[[ Listed entries open ]]

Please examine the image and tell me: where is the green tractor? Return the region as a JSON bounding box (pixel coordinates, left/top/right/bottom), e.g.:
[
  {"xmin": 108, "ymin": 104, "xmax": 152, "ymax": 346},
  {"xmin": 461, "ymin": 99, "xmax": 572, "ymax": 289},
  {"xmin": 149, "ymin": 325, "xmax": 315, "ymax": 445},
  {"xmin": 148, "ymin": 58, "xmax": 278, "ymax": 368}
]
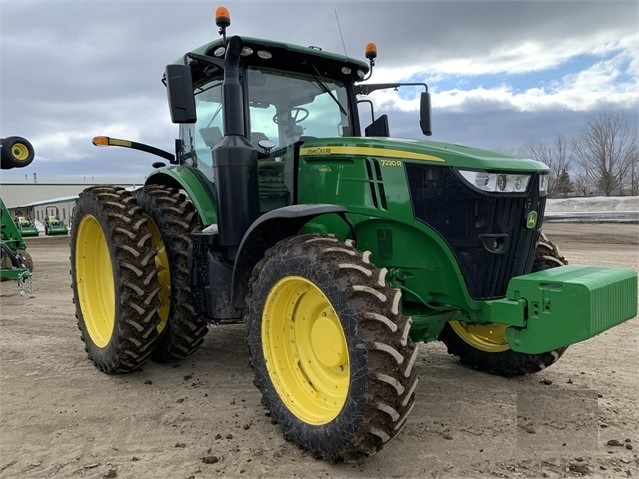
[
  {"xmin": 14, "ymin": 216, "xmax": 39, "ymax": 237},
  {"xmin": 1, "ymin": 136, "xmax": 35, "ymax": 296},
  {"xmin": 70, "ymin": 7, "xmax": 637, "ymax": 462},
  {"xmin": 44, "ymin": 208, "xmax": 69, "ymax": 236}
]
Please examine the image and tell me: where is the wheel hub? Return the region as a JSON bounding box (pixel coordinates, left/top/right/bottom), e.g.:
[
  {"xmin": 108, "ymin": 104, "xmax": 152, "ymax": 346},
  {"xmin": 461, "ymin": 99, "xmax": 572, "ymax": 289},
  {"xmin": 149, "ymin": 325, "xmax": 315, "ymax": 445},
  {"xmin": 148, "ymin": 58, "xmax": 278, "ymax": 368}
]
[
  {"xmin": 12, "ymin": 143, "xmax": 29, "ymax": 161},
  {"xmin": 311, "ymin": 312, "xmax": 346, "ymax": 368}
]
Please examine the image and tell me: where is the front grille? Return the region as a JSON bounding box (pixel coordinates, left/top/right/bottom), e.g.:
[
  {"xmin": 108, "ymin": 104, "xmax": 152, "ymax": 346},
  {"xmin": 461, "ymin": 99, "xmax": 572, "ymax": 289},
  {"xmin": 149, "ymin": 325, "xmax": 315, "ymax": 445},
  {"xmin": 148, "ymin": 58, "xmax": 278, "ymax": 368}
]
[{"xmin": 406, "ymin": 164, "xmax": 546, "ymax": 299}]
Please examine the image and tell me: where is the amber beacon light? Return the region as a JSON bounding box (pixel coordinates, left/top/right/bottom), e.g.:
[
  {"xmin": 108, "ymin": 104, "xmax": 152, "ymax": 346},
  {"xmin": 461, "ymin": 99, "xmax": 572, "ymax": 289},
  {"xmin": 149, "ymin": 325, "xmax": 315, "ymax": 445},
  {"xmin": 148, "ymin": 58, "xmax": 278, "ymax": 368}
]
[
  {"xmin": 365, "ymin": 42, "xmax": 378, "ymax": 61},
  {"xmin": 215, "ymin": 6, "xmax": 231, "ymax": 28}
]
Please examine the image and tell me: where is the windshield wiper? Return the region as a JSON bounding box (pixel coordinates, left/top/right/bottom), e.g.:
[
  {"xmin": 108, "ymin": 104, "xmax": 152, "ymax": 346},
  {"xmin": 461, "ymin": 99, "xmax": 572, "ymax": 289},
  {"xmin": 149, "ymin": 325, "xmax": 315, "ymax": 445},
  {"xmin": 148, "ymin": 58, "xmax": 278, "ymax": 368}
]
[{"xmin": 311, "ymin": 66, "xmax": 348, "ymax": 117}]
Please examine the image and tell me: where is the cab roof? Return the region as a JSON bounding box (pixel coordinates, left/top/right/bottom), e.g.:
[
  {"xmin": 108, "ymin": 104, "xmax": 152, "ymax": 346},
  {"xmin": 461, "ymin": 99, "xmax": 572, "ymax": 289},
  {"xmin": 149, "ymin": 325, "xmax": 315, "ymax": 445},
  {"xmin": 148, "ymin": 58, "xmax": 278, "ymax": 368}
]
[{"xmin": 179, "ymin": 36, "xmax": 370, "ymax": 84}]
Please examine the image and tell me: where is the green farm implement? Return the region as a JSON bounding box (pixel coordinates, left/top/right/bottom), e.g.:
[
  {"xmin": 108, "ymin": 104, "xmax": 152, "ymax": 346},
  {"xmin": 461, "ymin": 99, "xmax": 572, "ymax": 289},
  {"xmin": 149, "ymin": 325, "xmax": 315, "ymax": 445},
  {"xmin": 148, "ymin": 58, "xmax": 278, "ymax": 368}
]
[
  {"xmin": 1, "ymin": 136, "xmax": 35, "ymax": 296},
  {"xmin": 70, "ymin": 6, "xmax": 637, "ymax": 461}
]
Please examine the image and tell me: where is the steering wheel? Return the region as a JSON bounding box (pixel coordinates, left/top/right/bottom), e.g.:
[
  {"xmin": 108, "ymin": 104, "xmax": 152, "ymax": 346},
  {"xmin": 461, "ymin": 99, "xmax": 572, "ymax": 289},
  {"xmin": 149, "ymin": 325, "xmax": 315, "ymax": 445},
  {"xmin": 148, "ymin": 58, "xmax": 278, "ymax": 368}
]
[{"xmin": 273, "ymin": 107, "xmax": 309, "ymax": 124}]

[[ Listed entries closed ]]

| Prompt |
Filter the entries down to the lines with the word "green" in them, and copy those lines.

| Answer to this task |
Please examine the image and tell me: where is the green tractor? Return the region as a JSON bounding box (pixel coordinates, left/top/right/bottom), e.g.:
Please examine the image and tell me: where is the green farm implement? Return the region as a JSON bounding box (pixel coordinates, left/top/right/bottom), e.g.:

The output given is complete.